| Task objective |
Return every line from the line with "This trail-cam photo was taken at dusk. Identify wooden" to the line with "[621,74,673,218]", both included, as a JSON list of strings, one string per line, leaving out blank lines.
━━━ Records to use
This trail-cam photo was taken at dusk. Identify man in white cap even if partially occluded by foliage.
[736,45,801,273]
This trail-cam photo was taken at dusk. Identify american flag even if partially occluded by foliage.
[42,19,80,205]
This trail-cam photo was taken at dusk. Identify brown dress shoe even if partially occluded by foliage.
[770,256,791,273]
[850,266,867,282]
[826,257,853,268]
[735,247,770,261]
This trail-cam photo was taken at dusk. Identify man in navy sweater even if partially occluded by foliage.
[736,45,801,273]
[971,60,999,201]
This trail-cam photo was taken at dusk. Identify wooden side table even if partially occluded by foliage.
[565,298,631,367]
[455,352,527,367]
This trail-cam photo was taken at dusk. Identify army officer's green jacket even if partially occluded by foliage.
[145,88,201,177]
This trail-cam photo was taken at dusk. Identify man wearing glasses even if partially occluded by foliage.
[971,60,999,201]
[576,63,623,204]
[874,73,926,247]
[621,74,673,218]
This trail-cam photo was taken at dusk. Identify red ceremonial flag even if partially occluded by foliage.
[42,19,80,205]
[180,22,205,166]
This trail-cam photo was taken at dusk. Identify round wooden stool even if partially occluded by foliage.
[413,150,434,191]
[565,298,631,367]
━━━━━━
━━━ Records to use
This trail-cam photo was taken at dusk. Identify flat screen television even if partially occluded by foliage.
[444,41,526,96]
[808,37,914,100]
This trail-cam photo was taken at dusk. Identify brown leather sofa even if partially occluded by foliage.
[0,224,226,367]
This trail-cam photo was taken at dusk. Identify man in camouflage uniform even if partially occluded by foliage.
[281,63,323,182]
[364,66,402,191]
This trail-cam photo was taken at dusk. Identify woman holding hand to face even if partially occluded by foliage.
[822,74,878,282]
━━━━━━
| Response |
[
  "This trail-cam photo was taken at dusk. Identify wooden side table even if partially occluded by foliage.",
  "[565,298,631,367]",
  "[455,352,527,367]",
  "This trail-cam photo was taken at dusk. Identify army officer's green jacket even if partially occluded by foliage.",
  "[145,88,201,177]",
  "This trail-cam photo was taken at dusk. Identify man wearing glasses even if partially occluded by foliage.",
  "[971,60,999,201]",
  "[576,63,623,204]",
  "[874,73,926,247]",
  "[621,74,673,218]"
]